* **TRECHO CITADO**
+ + + +

A tendência é de que uma parte significativa da população aceite, sem reclamar, que as frustrações simplesmente se repitam, sem improvisações, seguindo a perspectiva de termos passado o ano inteiro repetindo as coisas de sempre. Essas picuinhas que fazem parte da mesmice do cotidiano, e que de tanto serem reprisadas passam a ser comandadas pelo piloto automático.
Como se sabe, a rotina limita a necessidade de introspecção e encolhe a criatividade, e ficamos então à mercê dessa sensação de estagnação sensorial, que reduz a ambição cultural, estimula o comodismo e anestesia a indignação.
Se não fosse assim, como explicar a indiferença com que assistimos às denúncias de atropelamentos éticos que, de tão recorrentes, mirraram até o furor dos denunciantes?
Visto pelo prisma dos horrores, 2024 se encerra como um ano que não precisava ter existido e teríamos menos o que lamentar.
As crises climáticas, sanitárias e éticas se sucederam com uma intensidade capaz subjugar o ânimo de um povo, historicamente visto como um modelo de submissão para os isentos ou um exemplo de resiliência, como convém aos ideologicamente comprometidos.
Os especialistas em comportamento humano reconhecem que a resistência a essas crises devastadoras não é ilimitada, como pretendem os ufanistas, e quando se sucedem em tempo insuficiente para a recuperação da anterior, o dano é imensurável.
Foi assim com o mundo todo durante a covid-19, e muito mais para os gaúchos que antes de terem juntados os cacos da pandemia foram devastados por uma tragédia climática que arrastou vidas, bens materiais e memórias irresgatáveis.
Visto pelo prisma dos horrores, 2024 é um ano que não precisava ter existido.

+ + + +

* **DADOS FORNECIDOS**

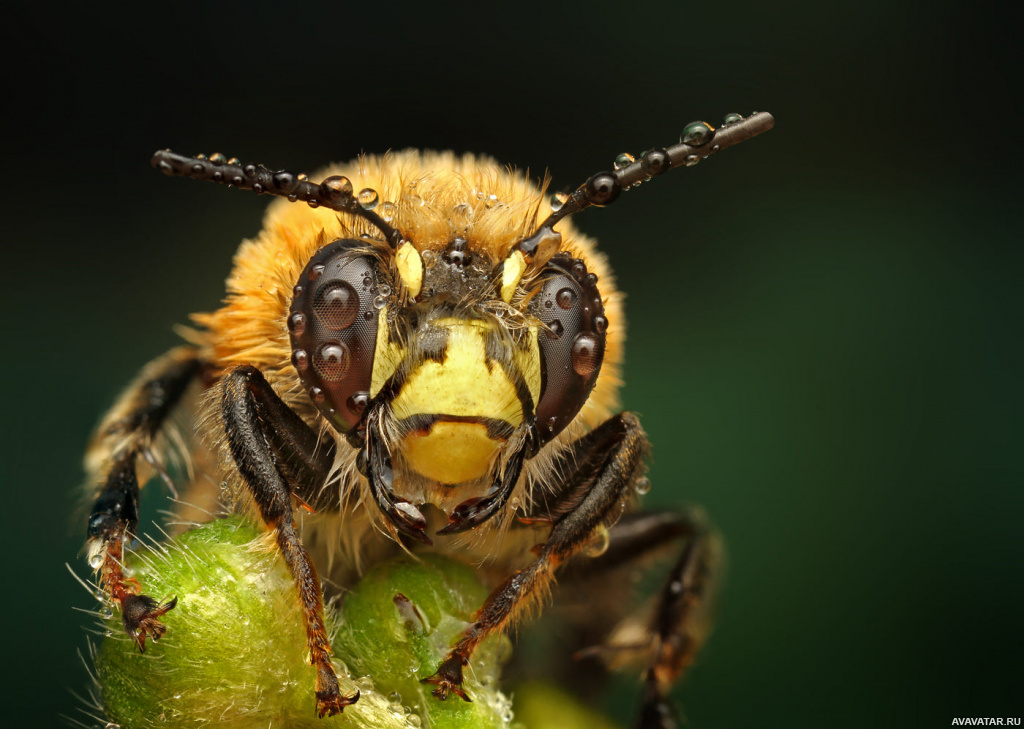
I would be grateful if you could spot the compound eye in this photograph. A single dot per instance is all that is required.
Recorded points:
(572, 346)
(333, 326)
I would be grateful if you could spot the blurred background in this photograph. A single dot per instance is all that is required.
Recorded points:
(824, 341)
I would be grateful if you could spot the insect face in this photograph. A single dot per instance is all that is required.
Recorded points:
(427, 347)
(448, 372)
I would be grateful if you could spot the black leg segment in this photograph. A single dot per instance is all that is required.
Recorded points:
(270, 443)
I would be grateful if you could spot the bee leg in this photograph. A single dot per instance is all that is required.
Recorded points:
(267, 440)
(680, 620)
(608, 459)
(125, 434)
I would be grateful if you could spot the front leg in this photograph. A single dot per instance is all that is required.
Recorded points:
(127, 433)
(267, 438)
(607, 462)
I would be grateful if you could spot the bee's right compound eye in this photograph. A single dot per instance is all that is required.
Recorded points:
(572, 347)
(333, 327)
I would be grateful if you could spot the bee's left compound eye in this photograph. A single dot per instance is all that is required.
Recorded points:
(333, 326)
(572, 347)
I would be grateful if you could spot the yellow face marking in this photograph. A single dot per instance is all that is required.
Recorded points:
(387, 356)
(512, 271)
(410, 266)
(462, 385)
(452, 453)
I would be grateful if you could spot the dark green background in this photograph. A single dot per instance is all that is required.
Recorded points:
(824, 324)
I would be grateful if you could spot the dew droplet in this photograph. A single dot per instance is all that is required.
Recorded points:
(368, 198)
(584, 355)
(388, 211)
(336, 187)
(357, 401)
(565, 298)
(297, 324)
(332, 360)
(336, 307)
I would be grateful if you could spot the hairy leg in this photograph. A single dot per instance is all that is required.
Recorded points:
(268, 440)
(126, 434)
(607, 462)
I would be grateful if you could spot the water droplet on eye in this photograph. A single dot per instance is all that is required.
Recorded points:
(336, 307)
(584, 355)
(358, 401)
(368, 198)
(565, 298)
(297, 324)
(696, 134)
(332, 360)
(623, 161)
(388, 211)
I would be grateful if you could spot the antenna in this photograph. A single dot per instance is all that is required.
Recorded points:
(334, 193)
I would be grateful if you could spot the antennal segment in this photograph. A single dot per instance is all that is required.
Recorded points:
(334, 193)
(698, 139)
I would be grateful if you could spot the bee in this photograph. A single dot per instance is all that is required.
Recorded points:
(414, 359)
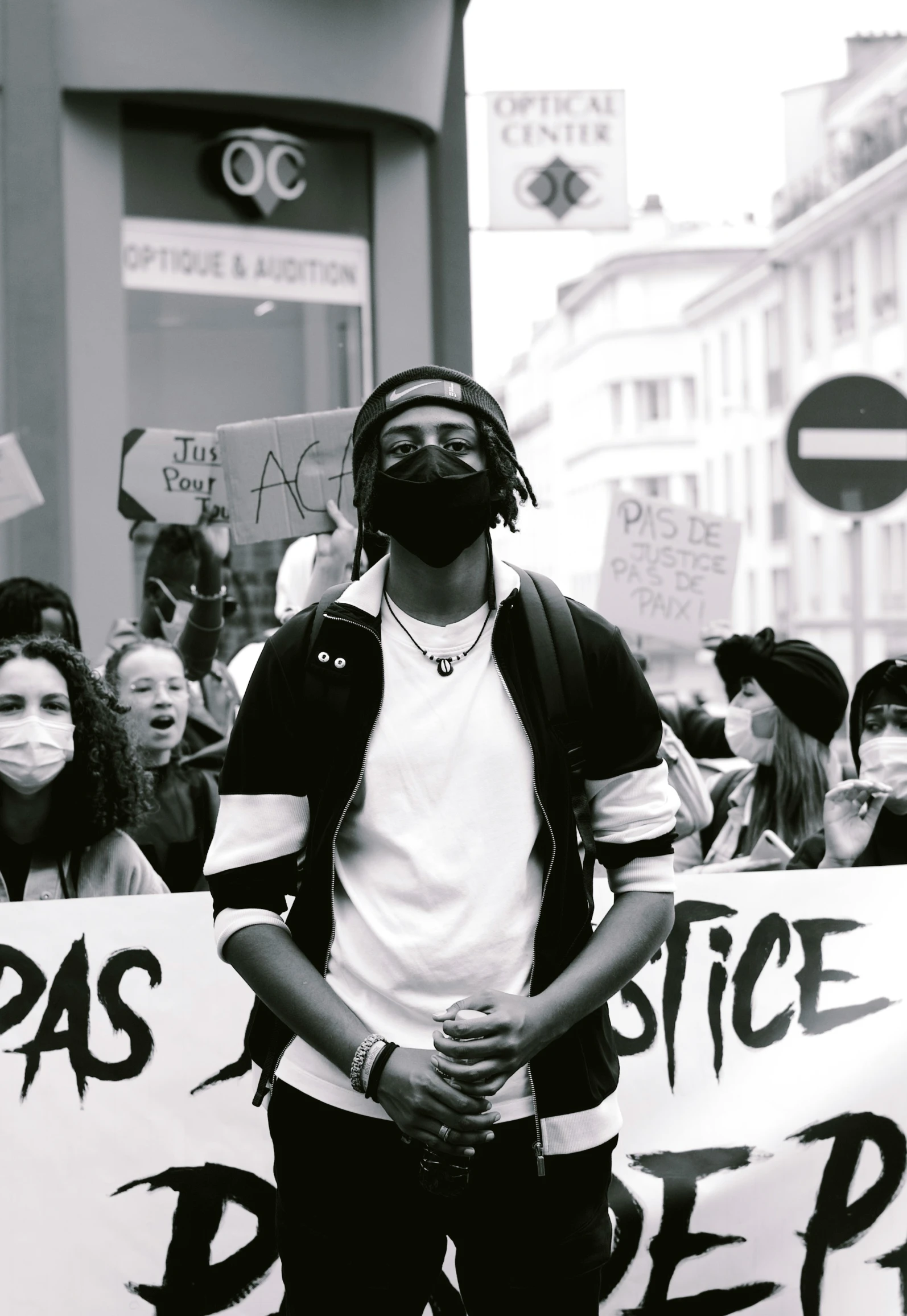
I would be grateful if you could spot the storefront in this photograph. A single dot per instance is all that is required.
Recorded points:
(211, 221)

+ + + +

* **TAREFA 1**
Segundo o texto sobre 2024, por que o dano foi ainda maior para os gaúchos do que para o resto do mundo? Responda em uma a três frases.
* **TAREFA 2**
Responda com base no texto sobre 2024:
(a) Além de encolher a criatividade, o que a rotina limita?
(b) Que tipos de crise se sucederam no ano?
(c) O que a tragédia climática arrastou?
* **TAREFA 3**
Prolongue o texto sobre 2024 a partir da última frase.

* **RESPOSTA 1**
Os gaúchos foram devastados por uma tragédia climática antes de terem juntado os cacos da pandemia. Foi uma crise em seguida da outra, sem tempo para se recuperar da anterior. Nesse caso, o dano é imensurável, porque a resistência às crises não é ilimitada.

* **RESPOSTA 2**
(a) A necessidade de introspecção.
(b) Crises climáticas, sanitárias e éticas.
(c) Vidas, bens materiais e memórias irresgatáveis.

* **RESPOSTA 3**
Quando recebi o material de uma pesquisa que buscava elencar as melhores e as piores coisas do ano que termina, fiquei impressionado com o predomínio das experiências ruins que fluíram espontaneamente, justificando esta epidemia silenciosa e solerte de crises psíquicas decorrentes da infelicidade coletiva.
A agitação frenética do mundo moderno, a competição desregrada e implacável pelo sucesso e a intransigente busca da equiparação pessoal e profissional têm produzido uma legião de sequelados emocionais.
Ao tentar dividir a angustia das questões mais difíceis, resolvi convocar um professor que nunca envelhece porque a cabeça não lhe permite, e que muitas vezes disse o que eu não sabia como dizer: "Qual foi a pior e a melhor descoberta do ano que termina?".
"A pior foi perceber que adoecemos quando a justiça assusta as pessoas de bem. E a melhor foi o lampejo de que a nossa orfandade de ídolos pode estar acabando, e senti vontade de adotar esse menino, o João Fonseca, antes que o sucesso lhe suba à cabeça."
Transformar um garoto de 18 anos em porta-bandeira da nossa esperança, sem ninguém oferecer alternativas, dá uma ideia do tamanho da nossa carência, da qual ele está isento por não ter vivido o suficiente para compartilhar da vergonha que sentimos pelo país que vamos lhe brindar como herança. Desculpe, João.